--- WRITTEN PROBLEM ---
Update all the entries below by replacing "Return one point per instance" with "Give one point for each instance" and leaving everything else unchanged. Omit the pictures from your answer.
┌─ PROVIDED RECORDS
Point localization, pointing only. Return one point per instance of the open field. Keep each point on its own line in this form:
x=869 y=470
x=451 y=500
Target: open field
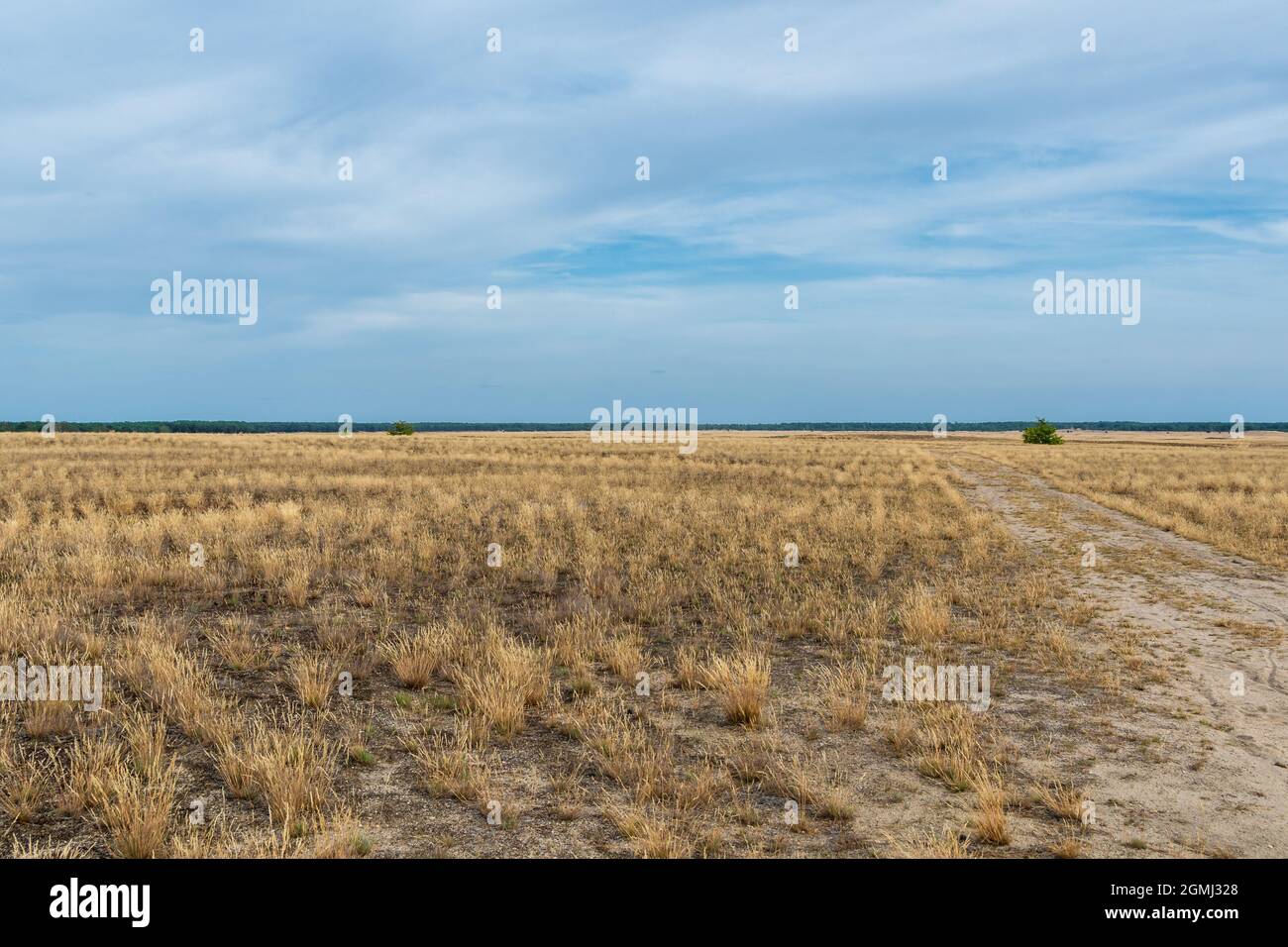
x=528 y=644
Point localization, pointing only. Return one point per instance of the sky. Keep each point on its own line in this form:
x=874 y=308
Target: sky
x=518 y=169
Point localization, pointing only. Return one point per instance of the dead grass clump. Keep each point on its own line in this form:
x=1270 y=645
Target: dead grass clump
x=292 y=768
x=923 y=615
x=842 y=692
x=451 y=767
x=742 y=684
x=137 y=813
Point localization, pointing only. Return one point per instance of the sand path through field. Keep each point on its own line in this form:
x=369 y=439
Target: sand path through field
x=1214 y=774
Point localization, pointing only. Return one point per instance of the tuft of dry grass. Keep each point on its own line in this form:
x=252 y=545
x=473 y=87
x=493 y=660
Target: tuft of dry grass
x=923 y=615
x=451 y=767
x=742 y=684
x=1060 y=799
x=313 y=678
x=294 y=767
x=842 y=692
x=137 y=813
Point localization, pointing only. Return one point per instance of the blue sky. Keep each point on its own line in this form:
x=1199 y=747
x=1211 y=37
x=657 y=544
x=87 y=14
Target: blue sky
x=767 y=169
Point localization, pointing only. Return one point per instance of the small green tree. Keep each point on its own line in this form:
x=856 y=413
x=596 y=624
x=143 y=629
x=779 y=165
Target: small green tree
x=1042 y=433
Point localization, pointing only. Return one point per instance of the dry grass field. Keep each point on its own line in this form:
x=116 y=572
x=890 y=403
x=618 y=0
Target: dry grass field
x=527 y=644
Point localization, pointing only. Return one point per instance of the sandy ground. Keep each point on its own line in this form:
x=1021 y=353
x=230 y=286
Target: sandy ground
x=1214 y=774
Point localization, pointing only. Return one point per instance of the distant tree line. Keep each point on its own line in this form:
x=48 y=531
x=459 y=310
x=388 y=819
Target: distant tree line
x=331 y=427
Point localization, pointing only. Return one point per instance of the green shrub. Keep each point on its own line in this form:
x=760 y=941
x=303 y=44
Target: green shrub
└─
--- WRITTEN REPLY ---
Point localization, pointing only. Give one point for each instance of the open field. Keep each point on its own line in this form:
x=869 y=470
x=451 y=500
Target: open field
x=528 y=644
Point localization, pointing only. Give one point for each instance of the sky. Keep each point on its own line in this form:
x=874 y=308
Target: sky
x=518 y=169
Point localization, pointing only. Give one point for each instance of the dead grass clump. Keep each point on its own line in this form:
x=1270 y=645
Target: dead grass clump
x=292 y=768
x=923 y=615
x=842 y=692
x=451 y=767
x=742 y=684
x=137 y=813
Point localization, pointing only. Give one point for each instance of the sand path through field. Keep each point on its own line in this form:
x=369 y=439
Target: sand path through field
x=1214 y=774
Point localization, pointing only. Give one point for each instance of the tuft of dry grass. Keep each point on its own line in this form:
x=252 y=545
x=473 y=87
x=493 y=660
Target: tuft of dry grass
x=923 y=615
x=451 y=767
x=742 y=684
x=1060 y=799
x=313 y=678
x=294 y=767
x=842 y=692
x=137 y=813
Point localization, pointing only. Give one point for each instance of the blue sky. Keep each point on its own line in this form:
x=1199 y=747
x=1211 y=37
x=657 y=544
x=87 y=14
Target: blue sky
x=767 y=169
Point localization, pointing only. Give one point for each instance of the small green tree. Keep each point on its own line in this form:
x=856 y=413
x=596 y=624
x=143 y=629
x=779 y=165
Target: small green tree
x=1042 y=433
Point localization, pointing only. Give one point for each instance of the dry grass field. Keep each point on its own line in this form:
x=116 y=572
x=890 y=403
x=618 y=0
Target: dry grass field
x=527 y=644
Point localization, pointing only. Give one point for each instance of the sandy ground. Keep each point on its own line in this form:
x=1021 y=353
x=230 y=286
Target: sandy ground
x=1214 y=774
Point localization, pointing only. Give one point for each instance of the distant tree line. Keep each point on its own line in this form:
x=48 y=531
x=459 y=310
x=388 y=819
Target: distant tree line
x=331 y=427
Point localization, pointing only. Give one point for each instance of the green shrub. Keep each point on its own line in this form:
x=760 y=941
x=303 y=44
Target: green shrub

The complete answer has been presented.